◆ **WRITTEN REQUEST 1**
Express the records starting with the line that contains "the man's right" and going on through the line that contains "x=183 y=356" as a two-column CSV with columns input_text and reply. Give one row per record holding its text and its answer, each in a single quoted field with line breaks turned into spaces.
◆ **WRITTEN REQUEST 2**
Write the next part of the review of the Soviet short Shooting Range, picking up after its last sentence.

◆ **SUPPLIED PASSAGE**
┄┄┄┄┄┄
Saxophones and socialist satire: Shooting Range


Continuing with my Vladimir Tarasov kick, the 1979 short Shooting Range (Тир) is a brilliant work of satire lampooning American capitalism. Although Shooting Range is clearly propaganda in the same vein as Forward March, Time!, somehow this short is far more effective. This short shows that Tarasov is far better when he is criticising capitalism than he is when recapitulating a partial Soviet narrative of Russian history.

The story – spoilers ahead – goes like this. A young man down on his luck, with nothing but a broken-down car, a cuckoo clock and a pack of cigarettes, puts on a placard saying ‘Job Wanted’, and goes out looking for work. He is approached in the street by the proprietor of a shooting gallery, who gives him the job of resetting the targets that fall when they get shot. The boss soon figures out that he can make more money if he lets people shoot at the boy as well as at the targets. The boy tries to quit, but when he sees many people in the street with placards lined up for the same job, he feels as though he can’t. And so he begins his job as a moving target, dodging the bullets from the gallery as best he can. Eventually he meets a homeless girl who helps him sweep up the gallery of bullet casings. They get married, and the boss puts up a sign about there being two live targets. They begin a life together in the gallery with people shooting at them all the time as they get up, get dressed and eat breakfast. The boy learns that his wife is pregnant, and is initially overjoyed. But when the boss learns about it, he advertises that the shooting range will have three live targets, and tries to paint target marks on his employee’s wife. Enraged, the boy overturns the paint can on his boss’s head, and the boss destroys his cuckoo clock. The boy and his pregnant wife leave – but the boss at the shooting range quickly finds another unemployed couple to take their place. End spoilers.
┄┄┄┄┄┄
◆ **EXTRACTED INFORMATION**
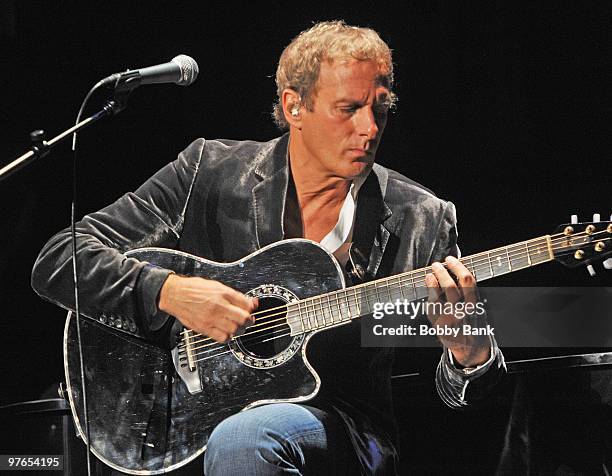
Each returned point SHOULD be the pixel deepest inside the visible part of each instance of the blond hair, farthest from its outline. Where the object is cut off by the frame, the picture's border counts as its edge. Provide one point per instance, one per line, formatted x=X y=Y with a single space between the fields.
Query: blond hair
x=300 y=62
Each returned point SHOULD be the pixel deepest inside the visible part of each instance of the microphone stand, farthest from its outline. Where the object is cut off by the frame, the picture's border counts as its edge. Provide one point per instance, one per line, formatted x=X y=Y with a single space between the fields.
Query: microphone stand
x=40 y=147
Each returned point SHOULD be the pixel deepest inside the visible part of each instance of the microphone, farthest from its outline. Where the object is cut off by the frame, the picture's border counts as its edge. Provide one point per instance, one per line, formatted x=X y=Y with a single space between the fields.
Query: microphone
x=182 y=70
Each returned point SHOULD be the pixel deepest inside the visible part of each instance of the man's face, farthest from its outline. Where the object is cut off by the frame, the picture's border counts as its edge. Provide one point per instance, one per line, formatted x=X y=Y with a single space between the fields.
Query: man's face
x=349 y=113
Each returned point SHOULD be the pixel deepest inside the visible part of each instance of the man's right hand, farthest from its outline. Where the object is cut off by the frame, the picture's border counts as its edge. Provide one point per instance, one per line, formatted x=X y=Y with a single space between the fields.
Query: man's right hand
x=206 y=306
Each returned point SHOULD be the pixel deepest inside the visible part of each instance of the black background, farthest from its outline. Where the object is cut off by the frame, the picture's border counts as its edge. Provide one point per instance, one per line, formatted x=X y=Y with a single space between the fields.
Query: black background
x=503 y=108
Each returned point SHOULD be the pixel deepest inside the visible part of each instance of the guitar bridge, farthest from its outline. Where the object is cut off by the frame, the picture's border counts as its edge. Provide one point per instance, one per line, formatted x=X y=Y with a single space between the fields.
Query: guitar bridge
x=183 y=356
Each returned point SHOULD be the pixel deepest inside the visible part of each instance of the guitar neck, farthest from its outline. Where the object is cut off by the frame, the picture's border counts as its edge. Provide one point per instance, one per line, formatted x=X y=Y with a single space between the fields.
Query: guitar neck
x=338 y=307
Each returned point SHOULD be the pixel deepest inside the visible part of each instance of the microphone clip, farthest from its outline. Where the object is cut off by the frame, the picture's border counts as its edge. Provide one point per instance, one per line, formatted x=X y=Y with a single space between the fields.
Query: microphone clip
x=123 y=84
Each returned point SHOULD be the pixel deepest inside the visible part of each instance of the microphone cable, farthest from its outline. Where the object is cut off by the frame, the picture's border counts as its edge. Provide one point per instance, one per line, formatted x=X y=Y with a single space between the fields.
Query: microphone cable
x=75 y=275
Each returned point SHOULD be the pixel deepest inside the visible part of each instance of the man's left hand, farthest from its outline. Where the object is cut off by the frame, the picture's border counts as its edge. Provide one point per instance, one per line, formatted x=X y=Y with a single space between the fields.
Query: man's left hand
x=468 y=350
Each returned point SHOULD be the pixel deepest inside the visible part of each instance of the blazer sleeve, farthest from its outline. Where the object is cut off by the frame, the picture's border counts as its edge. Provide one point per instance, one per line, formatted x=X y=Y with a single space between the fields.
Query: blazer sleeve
x=456 y=387
x=112 y=287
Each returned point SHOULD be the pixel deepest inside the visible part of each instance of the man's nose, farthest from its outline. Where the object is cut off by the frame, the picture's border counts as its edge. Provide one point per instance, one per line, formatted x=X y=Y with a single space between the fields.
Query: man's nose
x=366 y=123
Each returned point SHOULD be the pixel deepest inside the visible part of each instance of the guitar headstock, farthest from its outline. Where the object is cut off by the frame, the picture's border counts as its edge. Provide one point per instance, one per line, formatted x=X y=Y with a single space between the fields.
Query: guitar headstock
x=577 y=244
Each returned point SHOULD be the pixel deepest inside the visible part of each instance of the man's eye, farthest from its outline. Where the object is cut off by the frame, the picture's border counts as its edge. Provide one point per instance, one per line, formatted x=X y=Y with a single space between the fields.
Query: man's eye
x=381 y=109
x=349 y=109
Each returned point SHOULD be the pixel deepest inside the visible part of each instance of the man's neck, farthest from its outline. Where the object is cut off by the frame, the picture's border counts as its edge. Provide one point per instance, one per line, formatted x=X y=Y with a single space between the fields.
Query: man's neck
x=313 y=184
┄┄┄┄┄┄
◆ **WRITTEN RESPONSE 1**
input_text,reply
"Each returned point SHOULD be the pixel deepest inside the visible part of each instance of the man's right hand, farthest from its outline. Where the object is cut off by the frame, the picture's border counts as its edge. Provide one point per instance, one per line, formatted x=X y=Y with a single space between the fields. Query: man's right hand","x=206 y=306"
"Each returned point SHOULD be the pixel deepest inside the visible part of each instance of the black background, farthest from its outline. Where the object is cut off by the frame, the picture's border counts as its edge. Provide one point per instance, one per line, formatted x=X y=Y with a single space between the fields. Query: black background","x=503 y=108"
"Each returned point SHOULD be the pixel deepest inside the visible part of each instance of the guitar bridge, farthest from its outline. Where the object is cut off by the frame, the picture's border counts as its edge. Provide one point per instance, one per line, formatted x=X y=Y with a single space between the fields. Query: guitar bridge","x=183 y=356"

◆ **WRITTEN RESPONSE 2**
As with Contact, there is no dialogue at all in Shooting Range. This means that the entirety of the story is based on showing rather than telling, and the emotion has to be carried by the animation work and by the soundtrack… which is all instrumental jazz with a prominent saxophone part. The artwork is heavily caricatured, but the effect is not quite the same as in Tarasov’s earlier work. The capitalist owner of the shooting gallery will be instantly familiar to any connoisseur of Soviet propaganda: a bloated, insincerely-grinning, cigar-chomping fat cat in a black tuxedo, bowtie and top hat. But apart from that, the facial forms (exaggerated nostrils and individual teeth) and the expressions actually somehow seem to anticipate Beavis and Butt-Head more than reflect other contemporary styles in animation.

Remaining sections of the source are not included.